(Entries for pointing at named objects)
—————

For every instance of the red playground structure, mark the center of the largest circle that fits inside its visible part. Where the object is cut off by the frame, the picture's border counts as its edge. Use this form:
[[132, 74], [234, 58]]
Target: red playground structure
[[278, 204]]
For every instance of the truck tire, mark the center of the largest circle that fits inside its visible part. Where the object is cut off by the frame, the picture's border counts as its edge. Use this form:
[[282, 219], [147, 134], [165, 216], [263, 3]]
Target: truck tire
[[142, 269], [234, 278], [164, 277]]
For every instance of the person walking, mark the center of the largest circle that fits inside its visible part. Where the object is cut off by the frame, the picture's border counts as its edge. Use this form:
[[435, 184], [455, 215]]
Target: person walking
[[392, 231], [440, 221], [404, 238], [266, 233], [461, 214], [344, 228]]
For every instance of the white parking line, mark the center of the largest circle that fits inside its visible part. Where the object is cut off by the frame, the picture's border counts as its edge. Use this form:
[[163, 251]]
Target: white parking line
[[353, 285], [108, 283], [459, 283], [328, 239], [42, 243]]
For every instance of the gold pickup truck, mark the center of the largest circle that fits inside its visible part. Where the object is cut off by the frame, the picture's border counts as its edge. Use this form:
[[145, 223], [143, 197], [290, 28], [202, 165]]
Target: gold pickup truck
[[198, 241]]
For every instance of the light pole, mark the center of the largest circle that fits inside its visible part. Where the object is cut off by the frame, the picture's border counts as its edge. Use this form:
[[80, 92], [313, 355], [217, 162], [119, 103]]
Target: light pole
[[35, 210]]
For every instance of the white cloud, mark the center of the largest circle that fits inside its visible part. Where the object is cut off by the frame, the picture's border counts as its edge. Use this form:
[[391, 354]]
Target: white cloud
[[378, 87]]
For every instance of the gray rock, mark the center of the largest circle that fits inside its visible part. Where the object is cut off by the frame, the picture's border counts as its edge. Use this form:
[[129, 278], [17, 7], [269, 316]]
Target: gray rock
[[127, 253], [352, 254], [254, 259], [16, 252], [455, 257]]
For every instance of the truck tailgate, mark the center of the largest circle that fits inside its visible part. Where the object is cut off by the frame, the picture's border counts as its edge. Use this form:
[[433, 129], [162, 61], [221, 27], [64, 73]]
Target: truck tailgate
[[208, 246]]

—————

### [Set task]
Please repeat all of the records above word for word, from the first through the last.

### [Expected output]
For every instance of the red playground structure, mark the center of the largest circle that fits inside its visible part. Where the object is cut off by the frame, the picture's border counts as its edge. Use this form:
[[132, 74], [234, 58]]
Target: red playground structure
[[278, 204]]
For every instance of the truck tire, mark the center of the largest circle that fits inside its visible part. Where the object is cut off by the frame, the picture's border counts as its edge. Use this form:
[[282, 219], [147, 134], [165, 216], [263, 3]]
Target: truck tire
[[142, 269], [234, 278], [164, 277]]
For every instance of the person walking, mark the center of the largest circle that fits inside its visible part. Where the object is cut off by the frame, the picture's border counts as its edge. Use this form:
[[435, 184], [455, 215]]
Target: person walking
[[392, 231], [440, 221], [404, 238], [266, 233], [461, 214], [344, 228]]
For every instance of the white parking line, mark the center of the largest circle that fits inside its visible part. Where the object is cut off by the frame, the picture's border counts as its edge. Use this form:
[[163, 251]]
Target: white parking line
[[353, 285], [108, 283], [459, 283], [328, 239], [42, 243]]
For every instance of the gold pickup truck, mark the center of the largest circle that fits inside its visible part. Where the object is cut off by the frame, the picture's border counts as its edge. Use this form:
[[145, 223], [143, 197], [290, 28], [202, 165]]
Target: gold pickup truck
[[198, 241]]
For every instance of the light pole, mark the center of the largest circle that fits inside its visible part. Where the object is cut off by the frame, the picture's border counts as its edge. Use this form:
[[80, 92], [313, 355], [217, 162], [119, 103]]
Target: light pole
[[35, 210]]
For every instance of the white cloud, mark the center of the largest circle that fits inside its visible part. Where the object is cut off by the frame, the picture's border counts as its edge. Use this form:
[[391, 354]]
Target: white cloud
[[378, 87]]
For every instance of the gray rock, mark the center of the largest circle that fits inside its visible part. Where the object is cut off by the frame, the picture's border counts as its edge. Use this form:
[[129, 278], [17, 7], [269, 316]]
Target: gray rock
[[127, 253], [352, 254], [254, 259], [16, 252], [455, 257]]
For every instance of the truck tailgate, mark the center of the largest circle that fits inside its visible part. Where the object is cut off by the frame, the picture's border counts as its edge. Use this form:
[[433, 129], [162, 61], [221, 27], [64, 73]]
Target: truck tailgate
[[208, 246]]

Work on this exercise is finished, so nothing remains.